WHAT TO DO: Reproduce the material below line for line without any change, leaving the pictures out of your copy.

RECORDS SHOWN:
* start *
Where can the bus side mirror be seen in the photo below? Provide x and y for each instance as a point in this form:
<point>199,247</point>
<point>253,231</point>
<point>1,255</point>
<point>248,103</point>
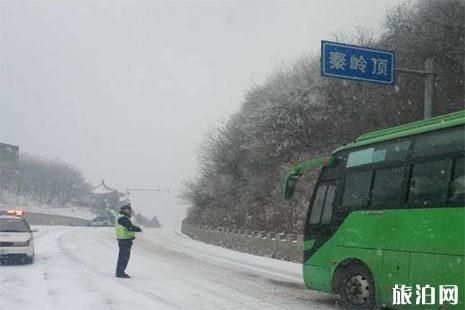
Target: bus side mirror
* end *
RESULT BELOW:
Where can the bus side mirror be seen in the photo below? Provide x and y for each instance as a point in this form:
<point>199,247</point>
<point>253,231</point>
<point>1,255</point>
<point>248,103</point>
Target: bus side mirror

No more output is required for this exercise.